- Task statement
Extend the forum post "I gave in..." by writing what comes after its final sentence.

- Text
▬▬▬
# I gave in...



## RandomDude (Dec 18, 2010)

Sorry folks... a bit of a sad, but maybe also a positive update...

Last night was a bit wild, but she ended up apologising for over-reacting last night. She knows I fun-flirt when I'm drunk just for fun but I didn't do anything either then play around. However, she was going on and on and on about how she can't take it anymore the way I'm withdrawing for her, and saying that she just wants things back to normal (my "normal", not her "normal")... and I was well, rather horny too so we kinda made up.

She was rather different too today during our session, was very sweet, vulnerable yet loving. No demands, just enjoying each other. It was a different kind of passion. She is going to continue counselling but seemingly in happier spirits now so, I don't know.
▬▬▬
- Records
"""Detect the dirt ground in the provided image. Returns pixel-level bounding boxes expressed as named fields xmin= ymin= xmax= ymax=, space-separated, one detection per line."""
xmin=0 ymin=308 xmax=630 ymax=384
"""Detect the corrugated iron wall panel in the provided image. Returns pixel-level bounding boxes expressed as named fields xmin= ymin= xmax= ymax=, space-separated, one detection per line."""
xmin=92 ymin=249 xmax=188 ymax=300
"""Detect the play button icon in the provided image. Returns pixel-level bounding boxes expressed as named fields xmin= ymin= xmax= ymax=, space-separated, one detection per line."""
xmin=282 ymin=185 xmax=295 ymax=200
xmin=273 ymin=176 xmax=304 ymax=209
▬▬▬
- The result
Maybe she learnt her lesson? =/


----------



## Jellybeans (Mar 8, 2011)

How is counselling going??? How often are you going?

She hasn't learned her lesson from just a few weeks. Keep strong.


----------



## RandomDude (Dec 18, 2010)

It's once a week, and I dunno, she seems sincere really now. But maybe that's "for now", but at least this is ongoing. Looks like we're back being intimate with each other, but on my terms; at least 2 sessions a week. She plays her cards right it can go up... we'll see...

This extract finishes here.